▶ _ESERCIZI_
a) Per ciascuna affermazione indica se concorda con l'articolo su Heidegger, rispondendo sì o no e citando alla lettera le parole decisive: (i) il volume comprende scritti fino al 1948; (ii) nell'edizione tedesca il volume è il numero 97 delle opere complete; (iii) in Italia il volume esce presso Adelphi.
b) Trascrivi il passo dell'articolo su Heidegger che va da «Tanto più sorprendenti» a «si dovrebbe rendere?», entrambi inclusi.
══ TESTO FORNITO
Corriere La Lettura 4.11.18
L’inversione della colpa
Heidegger dopo Hitler
Esce il volume dei «Quaderni neri» scritto dal 1942 al 1948, nella eccellente traduzione di Alessandra Iadicicco.
Il
grande pensatore, dopo la sconfitta del nazismo nel 1945, continua a
difendere i tedeschi e bolla come una vergogna mondiale la politica
avviata dagli Alleati per rieducare il suo popolo ai valori democratici
di Donatella Di Cesare
Fra
qualche giorno sarà finalmente disponibile anche nelle librerie
italiane il volume Note I-V dei Quaderni neri, edito da Bompiani. Si
tratta delle pagine più discusse e controverse di Martin Heidegger, che
vanno dall’estate del 1942, quando sul fronte orientale comincia a
profilarsi la sconfitta della Germania, ai difficili anni del
dopoguerra, fino al 1948.
La pubblicazione di questo volume, che è
il numero 97 delle opere complete nell’edizione tedesca, si deve alla
competenza e alla tenacia di Alessandra Iadicicco, eccellente
traduttrice di letteratura tedesca, ma anche profonda conoscitrice della
filosofia, capace di rendere con fedeltà estrema anche le parole e i
composti più complicati, senza per questo deturpare l’italiano — come
purtroppo fanno alcuni. Il risultato è un testo elegante,
leggibilissimo, che ha al contempo il pregio di essere per così dire
trasparente, rinviando di volta in volta il lettore all’originale
tedesco, ai suoi echi semantici, alle suggestioni concettuali, che
altrimenti andrebbero perduti.
Tanto più sorprendenti appaiono le
polemiche sorte intorno alla traduzione di alcune parole tedesche,
polemiche che, oltre a ritardare l’uscita di questo volume dei Quaderni
neri, stavano per metterne a repentaglio la pubblicazione. L’esempio più
eclatante è Judentum, «ebraismo». Come altrimenti si dovrebbe rendere?
Christentum si traduce «cristianesimo». E dunque? L’accusa mossa a
Iadicicco è quella di essersi prestata ad una sorta di «falsificazione».
════
══ MATERIALE FORNITO
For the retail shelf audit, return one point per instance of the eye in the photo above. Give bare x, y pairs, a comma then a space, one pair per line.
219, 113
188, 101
════
▶ _SOLUZIONI_
a) (i) Sì: «scritto dal 1942 al 1948». (ii) Sì: «il numero 97 delle opere complete nell’edizione tedesca». (iii) No: «edito da Bompiani».

b)
Tanto più sorprendenti appaiono le
polemiche sorte intorno alla traduzione di alcune parole tedesche,
polemiche che, oltre a ritardare l’uscita di questo volume dei Quaderni
neri, stavano per metterne a repentaglio la pubblicazione. L’esempio più
eclatante è Judentum, «ebraismo». Come altrimenti si dovrebbe rendere?